Extrait du document
# # # #

Cannes Obscure - 1995 - KIDS - LArry Clark
22 mai 2025Kids (Larry Clark, 1995)
Une jeunesse à vif, filmée comme un cri
En 1995, Larry Clark présente Kids à la Semaine de la Critique à Cannes. Un vieux loup qui filme des ados comme personne ne l’avait fait avant lui. Avec le jeune Harmony Korine au scénario, 19 ans à peine, ils composent un portrait abrasif de la jeunesse new-yorkaise des années 90. Le résultat : un choc, un miroir sale tendu au monde. Certains ont crié au génie, d’autres à la dérive morale. Ce qui est sûr, c’est que personne n’était prêt.
Telly, Jennie, Casper... Des prénoms qui sonnent comme des surnoms d’enfance. Le film suit ces figures mouvantes, sans trame claire. Une ville comme une chambre trop grande, des trottoirs comme des lits, des après-midis sans boussole. Kids est un film d’errance, de gestes sans lendemain. Ce n’est pas une leçon. C’est un témoignage. Clark n’encadre pas, ne commente pas. Il regarde. Il filme des jeunes qui s’inventent seuls, dans un monde sans adultes.
À Cannes, les débats ont fusé. On n’avait jamais vu la jeunesse filmée comme ça. Pas sous forme de fiction glamour, ni de drame social explicatif, mais comme une coulée brute. Le film prend à la gorge. Ce n’est pas tant ce qu’il montre qui dérange, c’est la sensation que rien n’est filtré. Pourtant, tout est écrit, cadré, pensé. Mais l’illusion du réel est totale. Les corps bougent, parlent, tombent comme dans un documentaire fantôme.
Chloë Sevigny et Rosario Dawson y débutent. Mais ce sont surtout Justin Pierce et Leo Fitzpatrick qui portent le film : non-acteurs, visages marqués, présences sidérantes. Ils viennent du skate, de la rue, de la marge. On sent que leurs répliques viennent de l’intérieur. Le film ne cherche pas l’effet, il cherche la vérité. Même s’il la trouve dans le vertige.
La bande-son est sublime, presque paradoxale : Lou Barlow, Sebadoh, Daniel Johnston… une guitare lo-fi pour adoucir le chaos. Ce contraste est troublant. Les mélodies calment sans effacer l’âpreté. Comme si la musique offrait un refuge intérieur que les personnages n’ont pas. Le film est dur, mais jamais cynique. Il est mélancolique. C’est un monde perdu avant même d’avoir été habité.

# # # #

Données de travail
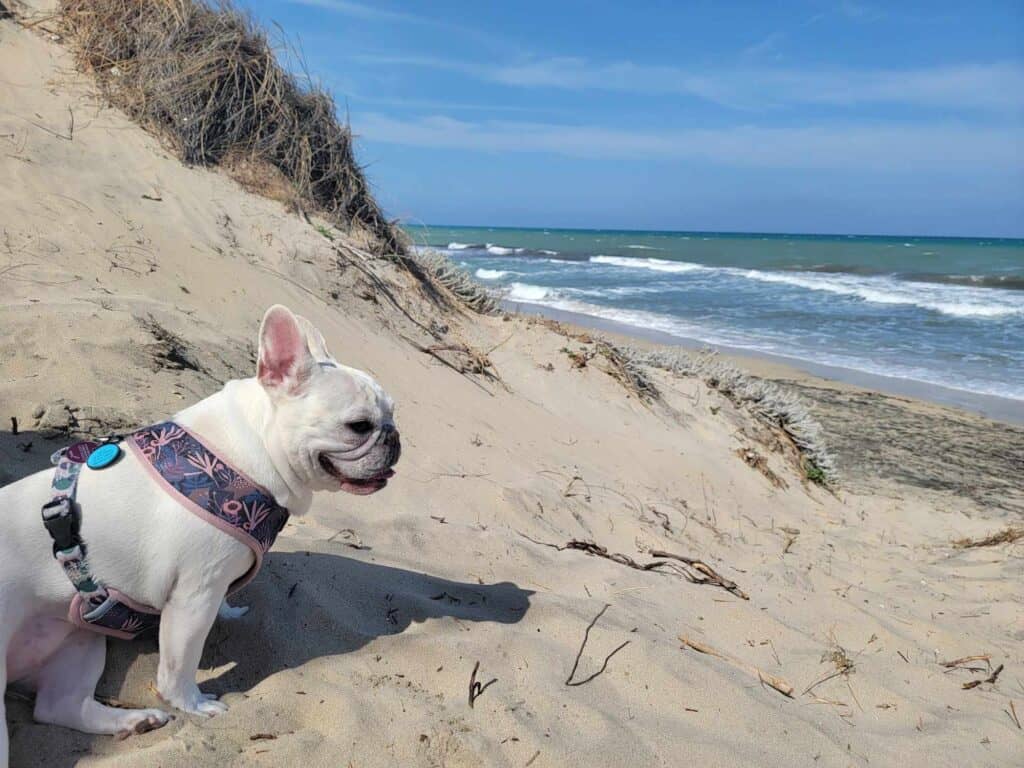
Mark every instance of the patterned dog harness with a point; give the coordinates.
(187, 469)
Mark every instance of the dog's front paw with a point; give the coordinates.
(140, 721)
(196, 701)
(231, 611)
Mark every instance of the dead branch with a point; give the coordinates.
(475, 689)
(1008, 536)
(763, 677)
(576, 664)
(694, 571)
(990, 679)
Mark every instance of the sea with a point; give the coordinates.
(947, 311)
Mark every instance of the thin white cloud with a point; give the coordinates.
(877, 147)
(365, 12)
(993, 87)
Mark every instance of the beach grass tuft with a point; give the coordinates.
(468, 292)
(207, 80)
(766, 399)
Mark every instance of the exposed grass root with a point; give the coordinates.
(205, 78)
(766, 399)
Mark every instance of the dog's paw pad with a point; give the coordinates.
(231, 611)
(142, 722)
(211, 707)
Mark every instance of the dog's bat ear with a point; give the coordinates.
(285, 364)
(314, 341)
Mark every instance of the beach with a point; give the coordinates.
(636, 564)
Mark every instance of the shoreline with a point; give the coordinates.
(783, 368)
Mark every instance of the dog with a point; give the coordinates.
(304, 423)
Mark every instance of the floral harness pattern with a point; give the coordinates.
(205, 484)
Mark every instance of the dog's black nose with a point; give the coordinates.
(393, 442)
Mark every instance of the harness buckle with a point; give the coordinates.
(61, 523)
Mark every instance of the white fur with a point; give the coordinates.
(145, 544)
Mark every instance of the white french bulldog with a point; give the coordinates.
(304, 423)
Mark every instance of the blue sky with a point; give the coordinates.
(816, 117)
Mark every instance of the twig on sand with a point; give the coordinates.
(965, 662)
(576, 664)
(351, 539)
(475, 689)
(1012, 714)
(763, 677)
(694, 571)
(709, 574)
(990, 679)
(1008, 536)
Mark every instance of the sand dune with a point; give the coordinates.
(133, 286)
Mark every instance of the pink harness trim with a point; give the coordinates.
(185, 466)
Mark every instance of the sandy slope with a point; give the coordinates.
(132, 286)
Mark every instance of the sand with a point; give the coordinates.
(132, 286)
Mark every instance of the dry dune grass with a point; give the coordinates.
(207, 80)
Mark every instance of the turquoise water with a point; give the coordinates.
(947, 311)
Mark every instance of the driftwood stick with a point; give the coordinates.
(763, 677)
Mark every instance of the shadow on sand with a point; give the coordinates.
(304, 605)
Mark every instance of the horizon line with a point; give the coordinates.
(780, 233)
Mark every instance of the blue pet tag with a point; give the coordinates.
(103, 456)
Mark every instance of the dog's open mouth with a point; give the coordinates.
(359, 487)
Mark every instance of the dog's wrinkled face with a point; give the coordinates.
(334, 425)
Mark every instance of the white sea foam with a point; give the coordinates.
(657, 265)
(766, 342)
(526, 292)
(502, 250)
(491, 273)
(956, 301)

# # # #

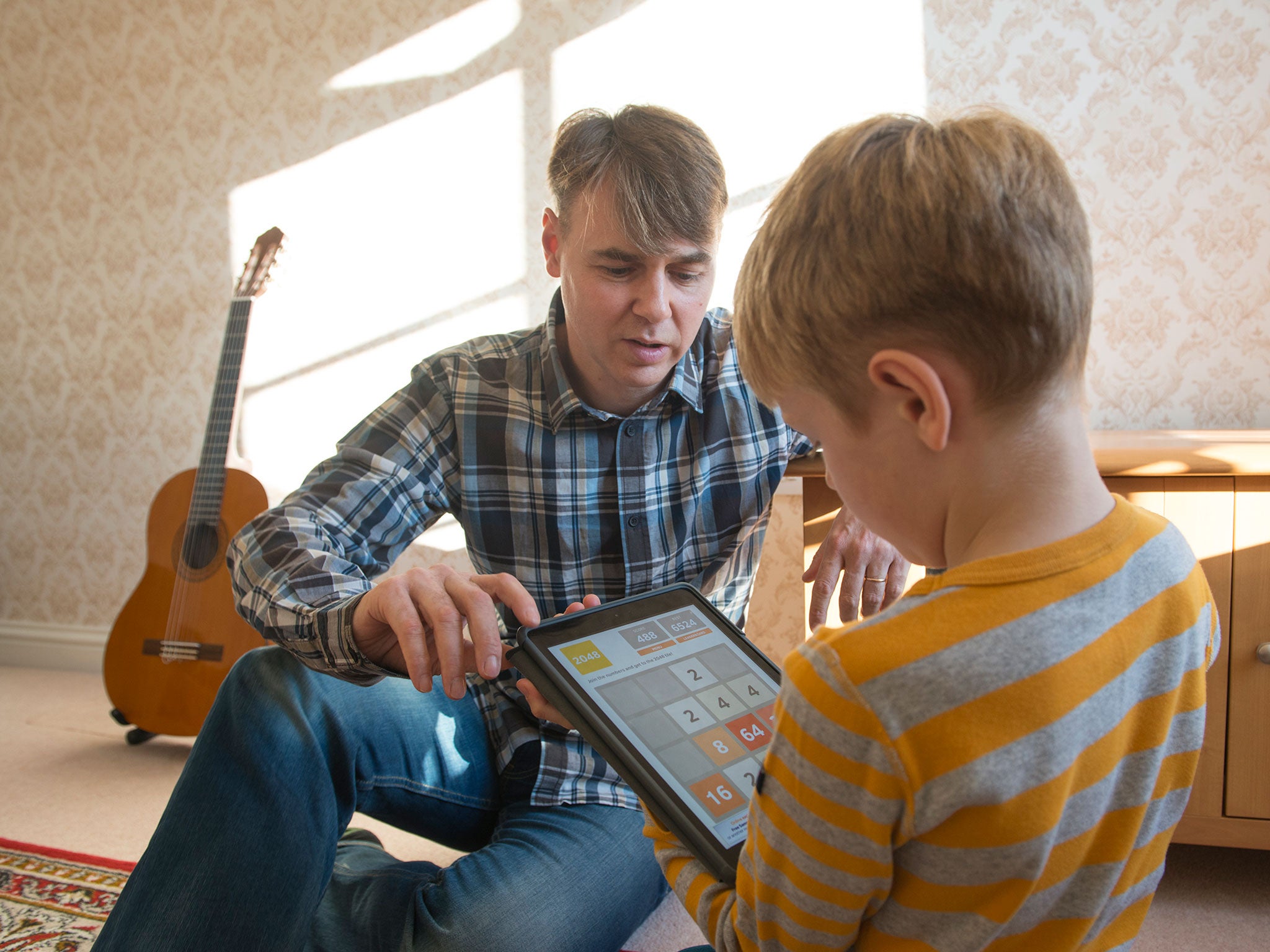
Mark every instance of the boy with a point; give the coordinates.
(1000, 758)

# # # #

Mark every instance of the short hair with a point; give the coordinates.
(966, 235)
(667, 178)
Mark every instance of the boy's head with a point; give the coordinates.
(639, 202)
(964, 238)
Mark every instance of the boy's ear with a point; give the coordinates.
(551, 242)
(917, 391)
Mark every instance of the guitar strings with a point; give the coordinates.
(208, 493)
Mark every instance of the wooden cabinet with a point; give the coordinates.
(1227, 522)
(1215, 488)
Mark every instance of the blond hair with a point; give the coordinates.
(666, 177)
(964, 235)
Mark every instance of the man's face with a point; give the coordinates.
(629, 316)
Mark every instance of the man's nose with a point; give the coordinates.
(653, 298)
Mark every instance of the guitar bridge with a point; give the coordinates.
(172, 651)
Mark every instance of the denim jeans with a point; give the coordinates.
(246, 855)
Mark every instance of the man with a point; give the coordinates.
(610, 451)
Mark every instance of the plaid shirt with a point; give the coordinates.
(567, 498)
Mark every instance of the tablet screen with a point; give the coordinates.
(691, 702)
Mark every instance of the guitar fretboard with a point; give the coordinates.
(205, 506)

# # # #

Tâches à réaliser
1. Modifiez le texte sur le film Kids : reproduisez le passage compris entre « Cannes Obscure - 1995 » et « personne n’était prêt. », bornes incluses, en remplaçant « Semaine de la Critique » par « Quinzaine des Réalisateurs ».
2. Repérez dans les entrées toutes les lignes contenant la chaîne « face », puis recopiez-les.

Résultats par tâche
1.
Cannes Obscure - 1995 - KIDS - LArry Clark
22 mai 2025Kids (Larry Clark, 1995)
Une jeunesse à vif, filmée comme un cri
En 1995, Larry Clark présente Kids à la Quinzaine des Réalisateurs à Cannes. Un vieux loup qui filme des ados comme personne ne l’avait fait avant lui. Avec le jeune Harmony Korine au scénario, 19 ans à peine, ils composent un portrait abrasif de la jeunesse new-yorkaise des années 90. Le résultat : un choc, un miroir sale tendu au monde. Certains ont crié au génie, d’autres à la dérive morale. Ce qui est sûr, c’est que personne n’était prêt.

2.
Mark every instance of the dog's wrinkled face with a point; give the coordinates.
Mark every instance of the man's face with a point; give the coordinates.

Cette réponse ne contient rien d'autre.